■ **Daftar Tugas**:
• 1. Terjemahkan kalimat "Furukawa Shell yang didirikan pada 1972, kini menjadi perusahaan multinasional." dari kutipan teks di bawah ke dalam bahasa Inggris.
• 2. Salin bagian kutipan teks di bawah tanpa perubahan. Mulailah dari kata-kata yang memuat "Cukup sensitif sebenarnya." dan berhentilah setelah "Mandor, Kalimantan Barat.".

■ **Kutipan Teks**:

++++++

Yasuo | Japanese Entrepreneur with Indonesian Hearts

Saya turut-aktif pada launching buku ini. Pada satu hotel bintang di bilangan Kuningan, Jakarta. Turut larut dalam diskusi. Bahkan, bertanya satu hal.

Cukup sensitif sebenarnya. Jauh dari topik buku ini. Pertanyaan saya ihwal bantuan riset untuk suatu peristiwa tragedi “sungkup” yang dilakukan Jepang di Mandor, Kalimantan Barat.

Tapi yang menarik adalah ihwal buku ini. Banyak terbit biografi, tapi yang ini beda.

Di mana bedanya? Lazimnya, biografi yang dijumpai di gerai dan toko buku negeri kita tentang tokoh dalam negeri. Ini unik. Seorang Jepang ditulis dua orang Indonesia.

Adalah seorang Jepang ugahari. Lahir pada 20 Oktober di Shiga dari keluarga sederhana. Ia diberi nama Yasuo Furukawa. Masa kecil dilaluinya tatkala Jepang mulai lembaran baru, setelah diluluhlantakkan oleh kejamnya Perang Dunia II.

Ketika itu, keadaan serba susah. Namun, setiap warga Jepang, termasuk  keluarga Yasuo, pantang menyerah pada keadaan.

Masa kecil sadar atau tidak membentuk karakter dan habitus kerja kerasnya. Daerah pertanian di bagian barat Pulau Honsu yang dekat Kyoto ini menjadi saksi betapa Yasuo mengalami hidup susah. Membantu orang tua mencukupi kebutuhan hidup dari bertani.

Ayahnya seorang akuntan yang bekerja di sebuah perusahaan swasta dari pagi hingga sore. Setelah itu, banting tulang sebagai petani sampai jelang malam.

Tak jarang, ibunya pun turut membantu ayah bekerja sebagai petani. Di awal-awal masa kebangkitan Jepang, kerja keras dan kesederhanaan di mana-mana. Akan tetapi, hal itu menumbuhkan semangat berbela rasa. Setiap keluarga saling bantu.

“Sesama tetangga saling membantu karena ikatan persaudaraan yang kuat. Tidak jarang para tetangga saling memberi dan bertukar makanan, bahkan selalu tanggap jika ada yang mendapatkan kesusahan” (hlm. 007).

Suatu ketika, ia menemukan orang yang mau mengajarinya. Dan kini siapa tidak tahu? Furukawa Shell yang didirikan pada 1972, kini menjadi perusahaan multinasional. Itulah kanjou yang diperlihatkannya dengan ketajaman intuisi bisnis.

++++++

■ **Kumpulan Data**:
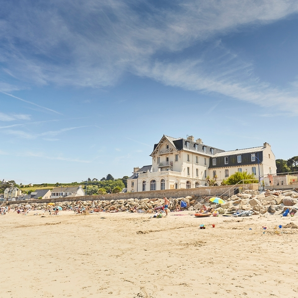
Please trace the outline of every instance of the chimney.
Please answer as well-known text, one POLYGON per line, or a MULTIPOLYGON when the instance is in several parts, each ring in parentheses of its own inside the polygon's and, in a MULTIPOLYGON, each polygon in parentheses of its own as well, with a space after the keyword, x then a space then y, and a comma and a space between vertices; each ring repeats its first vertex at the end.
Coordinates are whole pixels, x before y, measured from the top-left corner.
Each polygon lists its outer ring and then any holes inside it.
POLYGON ((138 170, 139 170, 139 168, 138 168, 138 167, 136 167, 136 168, 133 168, 133 173, 136 173, 138 170))

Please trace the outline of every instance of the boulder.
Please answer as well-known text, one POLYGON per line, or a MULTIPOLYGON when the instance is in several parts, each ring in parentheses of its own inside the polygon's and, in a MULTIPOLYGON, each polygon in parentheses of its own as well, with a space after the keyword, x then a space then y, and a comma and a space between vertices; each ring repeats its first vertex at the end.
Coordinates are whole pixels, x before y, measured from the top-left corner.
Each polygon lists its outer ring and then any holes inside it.
POLYGON ((283 210, 283 206, 275 206, 274 208, 276 211, 281 211, 282 210, 283 210))
POLYGON ((277 205, 279 205, 279 204, 281 204, 281 203, 282 203, 282 201, 284 198, 284 197, 282 194, 280 194, 278 195, 278 197, 275 197, 275 201, 276 201, 276 204, 277 204, 277 205))
POLYGON ((222 209, 220 207, 219 208, 217 208, 216 210, 218 212, 219 214, 225 214, 225 212, 226 212, 224 209, 222 209))
POLYGON ((231 207, 231 202, 229 202, 229 203, 226 203, 226 204, 221 204, 220 207, 223 209, 228 209, 231 207))
POLYGON ((261 206, 260 205, 254 206, 253 210, 259 212, 261 214, 264 214, 267 212, 267 208, 265 206, 261 206))
POLYGON ((282 200, 282 203, 283 203, 285 206, 293 206, 296 204, 296 201, 294 199, 292 199, 289 196, 286 196, 282 200))
POLYGON ((267 201, 271 201, 272 200, 275 200, 276 197, 275 196, 274 196, 273 194, 271 194, 270 195, 266 197, 266 199, 267 201))
POLYGON ((265 195, 263 193, 260 193, 257 196, 257 198, 258 200, 263 200, 265 198, 265 195))
POLYGON ((249 203, 251 206, 253 207, 254 206, 259 204, 259 202, 260 201, 259 201, 259 200, 257 199, 252 199, 251 200, 250 200, 249 203))
POLYGON ((241 199, 249 199, 251 196, 251 194, 248 193, 240 193, 238 195, 238 196, 241 199))

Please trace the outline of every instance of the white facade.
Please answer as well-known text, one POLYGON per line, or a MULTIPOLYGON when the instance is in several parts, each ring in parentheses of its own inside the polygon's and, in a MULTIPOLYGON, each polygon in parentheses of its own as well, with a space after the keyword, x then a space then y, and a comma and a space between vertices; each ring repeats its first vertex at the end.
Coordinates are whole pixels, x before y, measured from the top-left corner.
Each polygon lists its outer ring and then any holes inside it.
POLYGON ((52 190, 51 198, 63 198, 65 197, 78 197, 85 195, 84 191, 80 185, 70 187, 55 187, 52 190))
POLYGON ((200 139, 194 141, 192 136, 184 139, 164 135, 155 145, 151 156, 152 165, 134 169, 133 175, 127 180, 128 192, 207 186, 207 177, 212 178, 214 174, 216 183, 220 185, 240 169, 249 173, 254 172, 256 179, 259 175, 276 173, 275 158, 267 143, 262 147, 225 152, 203 144, 200 139), (252 154, 255 155, 254 161, 249 161, 252 154), (235 160, 238 156, 241 156, 240 163, 235 160))
POLYGON ((4 191, 5 198, 16 198, 22 194, 22 190, 17 187, 10 187, 6 188, 4 191))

++++++

■ **Keluaran yang Diharapkan**:
• 1. Furukawa Shell, founded in 1972, has now become a multinational company.

• 2.
Cukup sensitif sebenarnya. Jauh dari topik buku ini. Pertanyaan saya ihwal bantuan riset untuk suatu peristiwa tragedi “sungkup” yang dilakukan Jepang di Mandor, Kalimantan Barat.